__Provided data__
--

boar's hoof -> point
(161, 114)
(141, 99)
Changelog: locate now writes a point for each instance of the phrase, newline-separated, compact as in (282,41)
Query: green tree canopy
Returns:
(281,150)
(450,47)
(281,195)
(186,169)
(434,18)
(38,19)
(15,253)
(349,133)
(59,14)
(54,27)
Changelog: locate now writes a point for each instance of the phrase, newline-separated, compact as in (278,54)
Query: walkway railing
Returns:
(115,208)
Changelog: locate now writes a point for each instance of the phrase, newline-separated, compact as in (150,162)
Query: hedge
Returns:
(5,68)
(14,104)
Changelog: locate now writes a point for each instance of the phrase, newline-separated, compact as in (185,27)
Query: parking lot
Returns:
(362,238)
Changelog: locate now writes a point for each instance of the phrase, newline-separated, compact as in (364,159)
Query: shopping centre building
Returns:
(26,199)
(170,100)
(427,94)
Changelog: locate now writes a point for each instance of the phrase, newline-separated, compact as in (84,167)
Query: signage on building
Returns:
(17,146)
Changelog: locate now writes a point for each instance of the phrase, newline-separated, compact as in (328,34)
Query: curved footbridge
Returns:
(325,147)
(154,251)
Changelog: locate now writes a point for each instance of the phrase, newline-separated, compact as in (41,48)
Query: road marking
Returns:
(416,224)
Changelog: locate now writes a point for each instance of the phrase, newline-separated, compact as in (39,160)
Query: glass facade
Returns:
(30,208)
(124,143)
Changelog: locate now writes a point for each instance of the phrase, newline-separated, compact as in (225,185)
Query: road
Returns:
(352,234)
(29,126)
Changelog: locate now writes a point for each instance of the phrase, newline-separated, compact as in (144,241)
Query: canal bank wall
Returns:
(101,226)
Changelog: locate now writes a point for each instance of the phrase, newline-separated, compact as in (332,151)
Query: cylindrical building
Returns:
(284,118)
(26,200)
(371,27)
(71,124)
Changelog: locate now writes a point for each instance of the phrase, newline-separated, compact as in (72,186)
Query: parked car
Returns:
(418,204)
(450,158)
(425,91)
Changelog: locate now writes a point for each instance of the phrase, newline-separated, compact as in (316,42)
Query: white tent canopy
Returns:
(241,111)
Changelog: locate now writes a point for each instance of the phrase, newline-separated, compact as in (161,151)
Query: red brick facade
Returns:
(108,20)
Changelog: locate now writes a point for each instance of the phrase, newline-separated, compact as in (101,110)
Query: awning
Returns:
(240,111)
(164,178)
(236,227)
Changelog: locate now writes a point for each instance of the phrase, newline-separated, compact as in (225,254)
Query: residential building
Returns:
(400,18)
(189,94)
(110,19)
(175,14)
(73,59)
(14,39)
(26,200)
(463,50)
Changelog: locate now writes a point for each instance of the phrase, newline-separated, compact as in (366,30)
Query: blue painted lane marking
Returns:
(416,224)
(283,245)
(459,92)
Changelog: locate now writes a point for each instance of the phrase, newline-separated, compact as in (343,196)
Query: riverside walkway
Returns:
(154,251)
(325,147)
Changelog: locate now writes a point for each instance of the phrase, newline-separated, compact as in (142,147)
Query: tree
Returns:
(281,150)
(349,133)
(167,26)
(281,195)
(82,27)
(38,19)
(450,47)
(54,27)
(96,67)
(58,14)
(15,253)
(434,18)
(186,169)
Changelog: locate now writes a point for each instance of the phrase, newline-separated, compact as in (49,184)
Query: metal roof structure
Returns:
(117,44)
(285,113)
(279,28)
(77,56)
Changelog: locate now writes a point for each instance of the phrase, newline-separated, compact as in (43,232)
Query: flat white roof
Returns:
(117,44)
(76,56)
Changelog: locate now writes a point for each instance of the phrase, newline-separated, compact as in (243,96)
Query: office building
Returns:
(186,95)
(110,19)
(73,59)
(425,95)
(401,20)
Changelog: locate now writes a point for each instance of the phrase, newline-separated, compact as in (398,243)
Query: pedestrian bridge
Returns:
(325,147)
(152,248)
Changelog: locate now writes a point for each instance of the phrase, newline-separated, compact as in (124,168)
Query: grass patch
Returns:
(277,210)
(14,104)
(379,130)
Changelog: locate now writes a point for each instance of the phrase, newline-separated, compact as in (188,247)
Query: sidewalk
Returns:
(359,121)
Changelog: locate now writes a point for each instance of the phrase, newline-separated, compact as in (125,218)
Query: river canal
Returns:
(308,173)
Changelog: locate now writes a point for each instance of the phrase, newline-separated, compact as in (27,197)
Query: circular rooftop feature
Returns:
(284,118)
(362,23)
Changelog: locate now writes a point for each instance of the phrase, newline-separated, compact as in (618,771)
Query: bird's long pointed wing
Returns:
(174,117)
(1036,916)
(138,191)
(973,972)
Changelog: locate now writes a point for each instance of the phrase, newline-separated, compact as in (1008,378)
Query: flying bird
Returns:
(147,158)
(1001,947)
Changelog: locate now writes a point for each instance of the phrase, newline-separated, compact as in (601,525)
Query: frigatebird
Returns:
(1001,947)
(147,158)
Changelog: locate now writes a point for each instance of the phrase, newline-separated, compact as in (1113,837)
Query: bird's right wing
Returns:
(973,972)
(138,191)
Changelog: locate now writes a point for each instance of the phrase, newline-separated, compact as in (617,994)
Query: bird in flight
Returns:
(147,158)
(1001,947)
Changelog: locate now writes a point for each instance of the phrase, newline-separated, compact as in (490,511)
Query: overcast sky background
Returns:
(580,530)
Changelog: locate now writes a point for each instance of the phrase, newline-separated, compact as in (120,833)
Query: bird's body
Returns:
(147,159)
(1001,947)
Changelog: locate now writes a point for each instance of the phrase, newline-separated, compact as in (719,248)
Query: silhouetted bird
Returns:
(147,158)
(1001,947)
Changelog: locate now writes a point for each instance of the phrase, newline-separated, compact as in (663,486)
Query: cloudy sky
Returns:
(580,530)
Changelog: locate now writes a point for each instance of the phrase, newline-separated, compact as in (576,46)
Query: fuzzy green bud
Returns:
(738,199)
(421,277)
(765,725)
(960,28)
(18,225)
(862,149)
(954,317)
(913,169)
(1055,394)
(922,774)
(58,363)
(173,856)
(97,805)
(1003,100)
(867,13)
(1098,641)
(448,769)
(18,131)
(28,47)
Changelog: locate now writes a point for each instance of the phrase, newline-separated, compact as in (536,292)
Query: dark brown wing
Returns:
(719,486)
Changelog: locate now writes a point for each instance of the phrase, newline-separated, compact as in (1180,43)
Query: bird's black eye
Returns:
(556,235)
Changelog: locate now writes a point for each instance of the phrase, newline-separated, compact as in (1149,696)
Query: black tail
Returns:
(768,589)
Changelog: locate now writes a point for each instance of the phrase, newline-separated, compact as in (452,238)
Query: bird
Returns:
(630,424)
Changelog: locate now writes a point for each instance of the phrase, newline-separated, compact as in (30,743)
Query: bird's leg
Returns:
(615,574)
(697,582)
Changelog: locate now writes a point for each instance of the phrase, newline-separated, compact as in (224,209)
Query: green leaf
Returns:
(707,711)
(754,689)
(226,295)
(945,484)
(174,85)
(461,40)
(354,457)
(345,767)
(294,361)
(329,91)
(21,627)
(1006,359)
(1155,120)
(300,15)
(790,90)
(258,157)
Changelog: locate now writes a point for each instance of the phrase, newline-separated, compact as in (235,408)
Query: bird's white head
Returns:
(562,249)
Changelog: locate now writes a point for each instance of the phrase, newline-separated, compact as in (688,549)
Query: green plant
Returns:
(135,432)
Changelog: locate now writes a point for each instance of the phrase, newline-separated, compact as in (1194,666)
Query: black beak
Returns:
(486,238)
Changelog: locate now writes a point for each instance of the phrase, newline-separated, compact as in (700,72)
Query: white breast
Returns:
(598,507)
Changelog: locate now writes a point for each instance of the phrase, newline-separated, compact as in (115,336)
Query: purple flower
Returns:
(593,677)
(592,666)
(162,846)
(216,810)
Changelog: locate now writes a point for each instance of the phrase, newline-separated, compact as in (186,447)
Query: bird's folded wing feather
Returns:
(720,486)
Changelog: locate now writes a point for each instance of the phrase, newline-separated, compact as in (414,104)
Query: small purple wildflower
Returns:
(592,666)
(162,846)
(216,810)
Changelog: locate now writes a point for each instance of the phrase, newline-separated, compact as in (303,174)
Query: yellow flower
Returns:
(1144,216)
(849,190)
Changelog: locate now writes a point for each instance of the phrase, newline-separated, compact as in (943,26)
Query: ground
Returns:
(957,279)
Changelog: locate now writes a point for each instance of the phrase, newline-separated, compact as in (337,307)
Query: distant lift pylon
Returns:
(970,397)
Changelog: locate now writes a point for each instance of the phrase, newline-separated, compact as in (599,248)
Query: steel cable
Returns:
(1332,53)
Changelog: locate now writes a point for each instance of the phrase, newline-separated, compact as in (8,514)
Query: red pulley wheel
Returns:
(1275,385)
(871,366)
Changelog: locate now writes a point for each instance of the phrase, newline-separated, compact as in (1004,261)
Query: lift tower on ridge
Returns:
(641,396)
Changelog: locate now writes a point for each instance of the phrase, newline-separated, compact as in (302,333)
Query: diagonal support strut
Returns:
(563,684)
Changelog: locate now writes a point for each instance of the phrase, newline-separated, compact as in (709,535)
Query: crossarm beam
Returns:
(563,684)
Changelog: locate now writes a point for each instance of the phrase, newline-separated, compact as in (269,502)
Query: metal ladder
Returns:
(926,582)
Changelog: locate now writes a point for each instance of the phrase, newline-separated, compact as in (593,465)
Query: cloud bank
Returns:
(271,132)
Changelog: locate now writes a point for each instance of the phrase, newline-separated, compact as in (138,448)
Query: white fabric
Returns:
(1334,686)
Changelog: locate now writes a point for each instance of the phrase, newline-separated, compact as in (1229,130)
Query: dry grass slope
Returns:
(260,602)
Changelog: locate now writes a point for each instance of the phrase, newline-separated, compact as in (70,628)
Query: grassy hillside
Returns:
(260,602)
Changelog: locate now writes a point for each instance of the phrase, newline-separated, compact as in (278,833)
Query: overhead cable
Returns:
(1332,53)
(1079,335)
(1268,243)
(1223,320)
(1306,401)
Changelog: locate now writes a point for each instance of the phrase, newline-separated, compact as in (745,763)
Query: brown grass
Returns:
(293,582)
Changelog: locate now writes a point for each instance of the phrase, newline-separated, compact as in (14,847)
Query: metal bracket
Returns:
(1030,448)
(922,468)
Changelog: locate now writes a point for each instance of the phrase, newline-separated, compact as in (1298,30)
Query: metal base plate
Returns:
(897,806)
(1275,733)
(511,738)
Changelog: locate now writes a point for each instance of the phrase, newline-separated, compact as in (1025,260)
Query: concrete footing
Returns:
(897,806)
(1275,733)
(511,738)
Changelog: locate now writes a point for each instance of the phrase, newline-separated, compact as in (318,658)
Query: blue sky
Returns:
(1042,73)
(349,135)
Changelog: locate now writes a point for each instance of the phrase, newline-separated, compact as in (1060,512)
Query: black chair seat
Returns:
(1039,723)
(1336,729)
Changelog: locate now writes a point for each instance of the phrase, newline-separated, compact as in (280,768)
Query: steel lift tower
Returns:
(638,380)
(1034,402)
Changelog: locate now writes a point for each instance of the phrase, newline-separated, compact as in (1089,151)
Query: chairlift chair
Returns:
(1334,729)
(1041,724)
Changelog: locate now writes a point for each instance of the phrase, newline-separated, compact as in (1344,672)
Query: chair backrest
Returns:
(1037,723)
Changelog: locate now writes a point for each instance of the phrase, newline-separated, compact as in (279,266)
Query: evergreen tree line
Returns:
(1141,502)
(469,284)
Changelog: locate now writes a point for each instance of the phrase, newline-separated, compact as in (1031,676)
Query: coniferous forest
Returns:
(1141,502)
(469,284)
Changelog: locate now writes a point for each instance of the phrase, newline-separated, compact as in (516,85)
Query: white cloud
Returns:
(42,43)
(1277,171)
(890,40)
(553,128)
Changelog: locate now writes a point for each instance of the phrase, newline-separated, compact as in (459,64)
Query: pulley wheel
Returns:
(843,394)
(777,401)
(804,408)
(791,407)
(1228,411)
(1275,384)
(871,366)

--

__About this task__
Give back exactly the lines above, from the line containing "Query: bird's right wing" through the line containing "Query: black tail", with both end lines and nothing more.

__Task output__
Query: bird's right wing
Returns:
(973,972)
(138,191)
Changelog: locate now writes a point for each instance of the phrase, newline-separated, compact as in (617,994)
Query: bird in flight
Returns:
(147,158)
(1001,947)
Changelog: locate now writes a point for each instance of the phrase, newline-separated, compact as in (490,511)
Query: overcast sky background
Returns:
(580,530)
Changelog: locate now writes a point for each instance of the phrase, newline-separated, compact as in (120,833)
Query: bird's body
Returns:
(147,159)
(1001,947)
Changelog: locate now writes a point for each instance of the phrase, newline-separated, compact as in (719,248)
Query: silhouetted bird
Returns:
(147,158)
(1001,947)
Changelog: locate now writes a point for each instance of the phrase, newline-separated, compact as in (663,486)
Query: cloudy sky
Returns:
(580,530)
Changelog: locate now writes a point for each instance of the phrase, newline-separated, compact as in (576,46)
Query: fuzzy green bud
Returns:
(738,199)
(421,277)
(765,725)
(960,28)
(18,225)
(862,149)
(954,317)
(913,169)
(1055,394)
(922,774)
(58,363)
(173,856)
(97,805)
(1003,100)
(867,13)
(1098,641)
(448,769)
(18,131)
(28,47)
Changelog: locate now writes a point for each instance of the phrase, newline-separated, compact as in (536,292)
Query: dark brown wing
Returns:
(719,486)
Changelog: locate now writes a point for each instance of the phrase, newline-separated, compact as in (1180,43)
Query: bird's black eye
Returns:
(556,235)
Changelog: locate now writes a point for each instance of the phrase, newline-separated, compact as in (1149,696)
Query: black tail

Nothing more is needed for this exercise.